++++ Data records

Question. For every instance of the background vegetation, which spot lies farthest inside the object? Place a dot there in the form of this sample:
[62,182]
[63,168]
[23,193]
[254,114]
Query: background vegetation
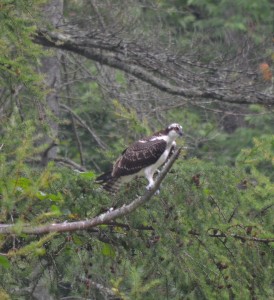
[65,117]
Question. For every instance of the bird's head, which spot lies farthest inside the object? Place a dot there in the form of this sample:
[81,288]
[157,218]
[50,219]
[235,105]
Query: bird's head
[174,130]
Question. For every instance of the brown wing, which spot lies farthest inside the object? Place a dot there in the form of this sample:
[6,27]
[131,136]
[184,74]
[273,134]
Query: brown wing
[138,156]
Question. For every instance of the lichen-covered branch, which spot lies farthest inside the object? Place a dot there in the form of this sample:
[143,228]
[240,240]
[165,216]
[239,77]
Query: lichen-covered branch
[173,74]
[104,218]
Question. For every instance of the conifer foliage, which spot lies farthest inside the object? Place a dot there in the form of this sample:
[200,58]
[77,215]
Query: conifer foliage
[208,234]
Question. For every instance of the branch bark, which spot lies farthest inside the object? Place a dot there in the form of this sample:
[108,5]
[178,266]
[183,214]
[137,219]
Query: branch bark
[168,73]
[104,218]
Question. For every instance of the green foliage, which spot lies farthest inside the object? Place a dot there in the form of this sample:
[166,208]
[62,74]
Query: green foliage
[208,235]
[197,239]
[18,54]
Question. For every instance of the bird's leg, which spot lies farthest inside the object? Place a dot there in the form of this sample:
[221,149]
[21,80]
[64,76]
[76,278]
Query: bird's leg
[151,184]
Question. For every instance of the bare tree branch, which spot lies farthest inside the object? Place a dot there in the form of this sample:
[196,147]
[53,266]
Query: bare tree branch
[167,72]
[104,218]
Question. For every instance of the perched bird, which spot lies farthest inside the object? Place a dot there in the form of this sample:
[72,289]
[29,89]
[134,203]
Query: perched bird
[143,158]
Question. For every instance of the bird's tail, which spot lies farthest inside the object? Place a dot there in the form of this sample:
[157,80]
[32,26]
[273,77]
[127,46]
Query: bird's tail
[108,182]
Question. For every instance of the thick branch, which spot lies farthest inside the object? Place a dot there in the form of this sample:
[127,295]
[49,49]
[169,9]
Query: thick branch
[163,71]
[104,218]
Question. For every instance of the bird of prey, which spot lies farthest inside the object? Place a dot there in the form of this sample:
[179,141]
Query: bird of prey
[142,158]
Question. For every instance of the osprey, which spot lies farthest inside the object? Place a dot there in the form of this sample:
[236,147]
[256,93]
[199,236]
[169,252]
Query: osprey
[142,158]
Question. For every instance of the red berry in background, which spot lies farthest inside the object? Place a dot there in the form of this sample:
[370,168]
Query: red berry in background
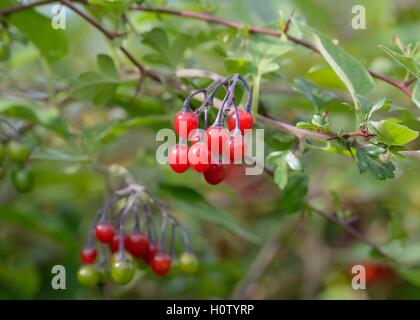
[215,174]
[88,255]
[114,244]
[178,158]
[137,244]
[217,140]
[237,147]
[161,264]
[184,123]
[199,157]
[246,121]
[104,232]
[151,252]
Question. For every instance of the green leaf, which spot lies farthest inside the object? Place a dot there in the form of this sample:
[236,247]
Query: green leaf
[353,74]
[32,112]
[38,29]
[188,200]
[239,65]
[281,173]
[368,158]
[416,94]
[318,97]
[294,194]
[412,275]
[107,66]
[407,62]
[391,133]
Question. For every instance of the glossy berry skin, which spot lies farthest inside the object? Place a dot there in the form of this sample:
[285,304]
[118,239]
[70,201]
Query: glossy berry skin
[237,148]
[114,244]
[104,232]
[17,151]
[199,157]
[217,140]
[151,252]
[188,263]
[88,255]
[137,244]
[184,123]
[23,179]
[161,264]
[88,276]
[246,121]
[178,158]
[215,174]
[122,271]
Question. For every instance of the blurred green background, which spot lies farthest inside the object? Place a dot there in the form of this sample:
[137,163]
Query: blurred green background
[234,227]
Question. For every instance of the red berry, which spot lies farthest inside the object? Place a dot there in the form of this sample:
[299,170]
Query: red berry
[246,121]
[199,157]
[215,174]
[178,158]
[161,264]
[104,232]
[184,123]
[114,244]
[151,252]
[88,255]
[237,147]
[217,140]
[137,244]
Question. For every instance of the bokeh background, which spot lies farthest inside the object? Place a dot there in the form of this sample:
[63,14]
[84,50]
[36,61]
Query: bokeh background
[247,246]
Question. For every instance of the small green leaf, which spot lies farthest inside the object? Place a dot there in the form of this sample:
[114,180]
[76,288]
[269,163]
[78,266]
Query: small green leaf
[107,66]
[239,65]
[353,74]
[368,158]
[293,161]
[318,97]
[391,133]
[294,194]
[281,173]
[416,94]
[407,62]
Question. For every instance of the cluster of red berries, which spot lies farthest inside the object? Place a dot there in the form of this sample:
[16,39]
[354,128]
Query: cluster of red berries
[210,148]
[126,251]
[15,153]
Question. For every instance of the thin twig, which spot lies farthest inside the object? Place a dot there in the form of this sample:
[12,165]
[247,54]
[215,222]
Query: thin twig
[270,32]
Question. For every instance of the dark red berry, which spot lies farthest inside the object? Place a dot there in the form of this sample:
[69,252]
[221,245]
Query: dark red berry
[184,123]
[237,147]
[161,264]
[199,157]
[88,255]
[215,174]
[137,244]
[151,252]
[246,121]
[114,244]
[178,158]
[217,140]
[104,232]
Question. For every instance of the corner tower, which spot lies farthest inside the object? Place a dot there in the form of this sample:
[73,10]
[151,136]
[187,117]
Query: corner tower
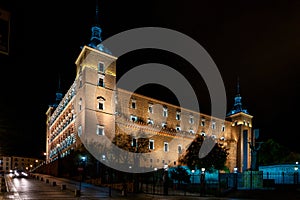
[95,85]
[241,122]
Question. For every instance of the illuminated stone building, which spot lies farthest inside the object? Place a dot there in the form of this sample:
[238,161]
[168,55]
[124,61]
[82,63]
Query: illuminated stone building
[95,107]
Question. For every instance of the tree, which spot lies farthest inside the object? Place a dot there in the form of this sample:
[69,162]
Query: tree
[215,159]
[180,174]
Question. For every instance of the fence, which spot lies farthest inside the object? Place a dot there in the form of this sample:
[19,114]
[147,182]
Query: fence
[216,184]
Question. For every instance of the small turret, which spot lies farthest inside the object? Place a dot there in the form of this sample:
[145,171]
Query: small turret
[237,106]
[95,41]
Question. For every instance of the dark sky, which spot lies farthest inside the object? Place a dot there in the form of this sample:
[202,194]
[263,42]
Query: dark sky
[259,42]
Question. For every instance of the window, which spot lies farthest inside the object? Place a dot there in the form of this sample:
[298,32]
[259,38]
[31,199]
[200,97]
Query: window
[203,122]
[101,67]
[179,149]
[134,142]
[191,121]
[79,131]
[133,103]
[100,130]
[151,144]
[165,111]
[100,80]
[178,115]
[133,118]
[101,101]
[150,108]
[150,121]
[166,147]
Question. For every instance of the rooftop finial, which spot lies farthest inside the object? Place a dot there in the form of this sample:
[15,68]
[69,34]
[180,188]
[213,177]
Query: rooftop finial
[237,107]
[95,41]
[97,12]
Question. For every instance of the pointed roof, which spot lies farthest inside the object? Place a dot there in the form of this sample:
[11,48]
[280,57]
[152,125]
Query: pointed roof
[58,95]
[237,107]
[95,40]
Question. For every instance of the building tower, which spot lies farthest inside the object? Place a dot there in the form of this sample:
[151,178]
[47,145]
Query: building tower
[241,122]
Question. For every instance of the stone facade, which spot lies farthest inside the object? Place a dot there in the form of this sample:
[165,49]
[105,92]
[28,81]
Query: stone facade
[95,111]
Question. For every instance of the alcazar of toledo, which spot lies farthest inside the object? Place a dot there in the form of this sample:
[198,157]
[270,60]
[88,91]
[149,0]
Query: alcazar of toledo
[94,112]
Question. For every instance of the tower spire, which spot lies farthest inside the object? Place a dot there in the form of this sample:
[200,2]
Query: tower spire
[237,106]
[97,12]
[238,85]
[95,40]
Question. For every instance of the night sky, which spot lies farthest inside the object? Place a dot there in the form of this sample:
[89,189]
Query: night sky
[258,42]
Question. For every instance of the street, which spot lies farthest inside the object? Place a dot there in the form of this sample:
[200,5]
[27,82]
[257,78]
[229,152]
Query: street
[45,187]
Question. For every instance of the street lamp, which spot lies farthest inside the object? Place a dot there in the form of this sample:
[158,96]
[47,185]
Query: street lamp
[296,174]
[153,187]
[193,171]
[202,182]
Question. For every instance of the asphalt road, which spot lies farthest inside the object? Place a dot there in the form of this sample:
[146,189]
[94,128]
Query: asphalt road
[44,187]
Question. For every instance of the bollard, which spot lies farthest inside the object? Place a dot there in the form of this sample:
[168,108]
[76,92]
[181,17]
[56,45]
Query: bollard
[63,187]
[77,193]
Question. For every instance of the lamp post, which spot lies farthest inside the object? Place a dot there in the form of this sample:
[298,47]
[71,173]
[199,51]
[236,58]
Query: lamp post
[296,173]
[58,160]
[166,179]
[193,171]
[202,182]
[153,186]
[235,177]
[81,170]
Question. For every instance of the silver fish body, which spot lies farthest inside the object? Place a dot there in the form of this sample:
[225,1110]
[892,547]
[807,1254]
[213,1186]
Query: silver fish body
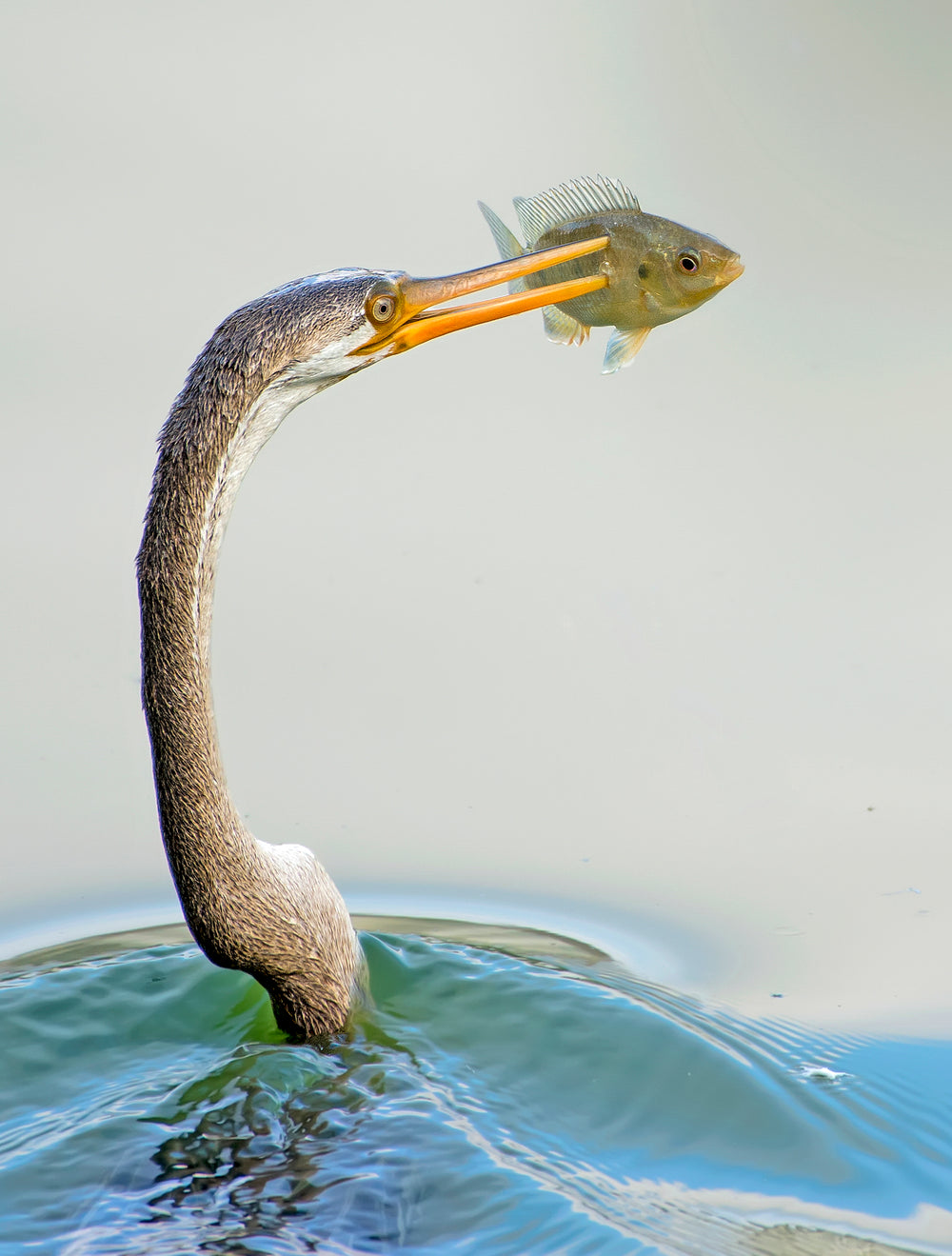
[657,269]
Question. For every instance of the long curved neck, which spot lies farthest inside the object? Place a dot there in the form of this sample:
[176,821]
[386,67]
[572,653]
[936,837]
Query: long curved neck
[248,906]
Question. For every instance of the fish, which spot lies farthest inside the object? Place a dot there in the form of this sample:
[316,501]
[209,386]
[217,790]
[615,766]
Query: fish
[657,270]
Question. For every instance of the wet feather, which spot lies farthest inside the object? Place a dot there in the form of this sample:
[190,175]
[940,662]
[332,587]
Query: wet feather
[657,269]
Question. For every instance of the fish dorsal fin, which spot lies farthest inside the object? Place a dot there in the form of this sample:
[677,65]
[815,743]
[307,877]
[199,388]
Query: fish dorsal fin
[622,347]
[562,328]
[506,243]
[573,200]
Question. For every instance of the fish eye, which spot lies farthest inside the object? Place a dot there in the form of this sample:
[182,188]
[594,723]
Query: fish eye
[382,308]
[689,260]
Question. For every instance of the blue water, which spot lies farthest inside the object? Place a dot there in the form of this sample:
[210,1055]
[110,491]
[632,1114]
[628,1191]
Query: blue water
[483,1102]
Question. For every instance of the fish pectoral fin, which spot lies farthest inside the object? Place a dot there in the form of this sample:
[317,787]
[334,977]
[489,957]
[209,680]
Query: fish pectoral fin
[563,328]
[622,349]
[506,244]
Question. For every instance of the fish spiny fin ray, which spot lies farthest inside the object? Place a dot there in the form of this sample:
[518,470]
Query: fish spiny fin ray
[622,349]
[563,328]
[506,244]
[577,199]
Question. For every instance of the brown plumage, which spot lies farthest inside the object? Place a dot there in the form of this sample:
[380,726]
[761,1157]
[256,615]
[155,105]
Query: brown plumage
[268,910]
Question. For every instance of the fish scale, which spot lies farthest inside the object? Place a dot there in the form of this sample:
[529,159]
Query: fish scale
[657,269]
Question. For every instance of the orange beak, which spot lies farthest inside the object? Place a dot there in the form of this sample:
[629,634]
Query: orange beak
[416,322]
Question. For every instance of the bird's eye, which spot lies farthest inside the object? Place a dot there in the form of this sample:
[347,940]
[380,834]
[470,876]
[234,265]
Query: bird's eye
[382,308]
[689,262]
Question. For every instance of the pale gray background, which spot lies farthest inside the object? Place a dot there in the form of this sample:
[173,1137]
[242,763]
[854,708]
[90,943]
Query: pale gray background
[660,660]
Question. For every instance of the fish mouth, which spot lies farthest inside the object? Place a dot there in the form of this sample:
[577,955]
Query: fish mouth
[417,322]
[732,269]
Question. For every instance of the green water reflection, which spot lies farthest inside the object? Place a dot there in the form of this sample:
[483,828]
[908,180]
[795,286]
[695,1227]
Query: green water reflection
[483,1102]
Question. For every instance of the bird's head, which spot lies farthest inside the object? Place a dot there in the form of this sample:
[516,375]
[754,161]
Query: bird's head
[347,319]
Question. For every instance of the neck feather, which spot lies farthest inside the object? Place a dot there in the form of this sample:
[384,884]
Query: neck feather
[270,910]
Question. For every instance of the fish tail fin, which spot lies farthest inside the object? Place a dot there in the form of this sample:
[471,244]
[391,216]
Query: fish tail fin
[562,328]
[622,347]
[506,243]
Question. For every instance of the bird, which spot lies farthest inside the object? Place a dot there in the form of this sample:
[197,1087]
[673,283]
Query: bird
[270,910]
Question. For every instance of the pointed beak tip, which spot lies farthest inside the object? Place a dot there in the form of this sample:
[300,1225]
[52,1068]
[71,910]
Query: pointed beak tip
[732,270]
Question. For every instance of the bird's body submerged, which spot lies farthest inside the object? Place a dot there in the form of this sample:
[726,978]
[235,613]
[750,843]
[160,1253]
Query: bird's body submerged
[272,910]
[657,269]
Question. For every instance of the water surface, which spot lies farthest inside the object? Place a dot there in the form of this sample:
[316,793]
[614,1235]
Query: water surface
[531,1099]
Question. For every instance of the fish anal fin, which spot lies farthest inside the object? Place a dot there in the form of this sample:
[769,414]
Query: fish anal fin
[562,328]
[622,349]
[506,244]
[578,199]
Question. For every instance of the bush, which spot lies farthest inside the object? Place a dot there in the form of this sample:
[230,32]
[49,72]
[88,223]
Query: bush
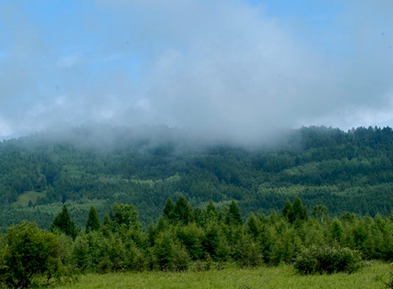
[319,260]
[30,252]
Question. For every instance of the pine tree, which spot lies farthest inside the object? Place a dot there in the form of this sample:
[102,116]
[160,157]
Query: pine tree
[287,211]
[184,211]
[93,222]
[234,217]
[169,211]
[299,210]
[64,224]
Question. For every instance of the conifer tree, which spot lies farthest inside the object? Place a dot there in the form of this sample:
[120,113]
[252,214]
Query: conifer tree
[93,222]
[64,224]
[184,211]
[169,211]
[299,210]
[234,216]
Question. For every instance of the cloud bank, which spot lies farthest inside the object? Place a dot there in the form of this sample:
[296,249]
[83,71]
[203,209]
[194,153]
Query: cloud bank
[233,69]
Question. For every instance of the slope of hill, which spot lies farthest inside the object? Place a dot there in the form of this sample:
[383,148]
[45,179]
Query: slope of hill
[345,171]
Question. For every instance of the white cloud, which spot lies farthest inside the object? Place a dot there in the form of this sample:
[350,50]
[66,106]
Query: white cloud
[221,66]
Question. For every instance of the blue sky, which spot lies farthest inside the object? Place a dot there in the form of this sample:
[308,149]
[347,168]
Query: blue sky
[235,68]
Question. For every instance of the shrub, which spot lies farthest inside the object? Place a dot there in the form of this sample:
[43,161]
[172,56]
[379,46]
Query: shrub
[30,253]
[319,260]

++++++++

Your task: Retype the stretch from the line containing "Question. For every instance of the cloud" through the final line, with every character unchanged.

Answer to the problem:
Question. For every instance of the cloud bank, which spot lies farthest inside the object? Place a dot there in the form of this sample:
[296,249]
[83,71]
[203,209]
[194,153]
Query: cloud bank
[233,69]
Question. For every instance of the slope of hill, which spot lies farthest inside the object? Place a dot there in the form of this sample:
[383,148]
[45,179]
Query: slope of hill
[345,171]
Question. For every instance of the white cloud, which spot lies farthest inside the object? Place a dot there in the form of this sample:
[350,50]
[66,106]
Query: white cloud
[221,66]
Question. For every instance of the blue sky, which spot lies farthest inside the object? Place a dot there in the form of this sample:
[308,149]
[347,168]
Query: blue sky
[235,68]
Question. For every instance of the shrub, which spot lies farthest inside the object? Place a dot there in the form of this sample:
[43,161]
[172,56]
[379,46]
Query: shrub
[30,253]
[319,260]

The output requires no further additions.